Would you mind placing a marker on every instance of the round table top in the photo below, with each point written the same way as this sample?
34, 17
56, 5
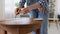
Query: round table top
19, 21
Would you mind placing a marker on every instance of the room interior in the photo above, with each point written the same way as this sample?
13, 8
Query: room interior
7, 13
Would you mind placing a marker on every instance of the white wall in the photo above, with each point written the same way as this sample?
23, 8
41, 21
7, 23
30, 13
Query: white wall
1, 9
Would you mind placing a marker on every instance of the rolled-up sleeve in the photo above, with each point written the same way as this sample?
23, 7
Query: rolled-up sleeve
22, 2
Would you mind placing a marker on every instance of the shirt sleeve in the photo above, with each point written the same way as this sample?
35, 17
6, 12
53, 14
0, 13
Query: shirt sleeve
21, 3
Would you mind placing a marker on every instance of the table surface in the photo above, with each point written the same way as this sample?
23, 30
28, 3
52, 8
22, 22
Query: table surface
14, 25
19, 21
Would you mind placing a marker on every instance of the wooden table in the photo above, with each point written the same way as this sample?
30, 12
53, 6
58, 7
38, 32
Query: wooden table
21, 25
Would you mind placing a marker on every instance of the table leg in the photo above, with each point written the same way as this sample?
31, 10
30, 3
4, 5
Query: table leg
38, 31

******

Exercise prompt: Please output each line above exactly and omit all images.

Answer section:
Would you mind placing a marker on every instance of the round table top in the photo below, with each point written the same way as this sample?
34, 17
56, 5
Query: round table top
19, 21
Would you mind placing a marker on every instance of the room interior in the photo above, with each point written the same way as this sample?
13, 8
Query: room interior
7, 13
Would you mind placing a marker on every instance of the white wall in the photo above, with each point written the same way as this sample?
23, 8
41, 21
7, 23
30, 13
Query: white wall
1, 9
Would you mind placing a marker on every instance of the rolled-up sleeve in the photo above, with each point written the same way as this sample?
23, 7
Query: rolled-up sleeve
22, 2
Would you mind placing a marker on every instance of the shirt sleeve in the photo above, with each point written the same way as this sample?
35, 17
6, 12
53, 14
0, 13
Query: shirt sleeve
21, 3
Would you mind placing a marker on every instance of the table surface in the photo above, with each point written the same way as this sample?
23, 30
28, 3
52, 8
22, 22
Query: table surface
14, 25
19, 21
Would you mind placing a marker on every instance of the wooden table in the photo above, with each point written the same way as this sample?
30, 12
53, 6
58, 7
38, 32
Query: wooden table
21, 25
Would you mind placing a marker on every instance of the table leg in the photo above, with each point written the same way as this sample?
31, 10
30, 3
4, 5
Query: table leg
38, 31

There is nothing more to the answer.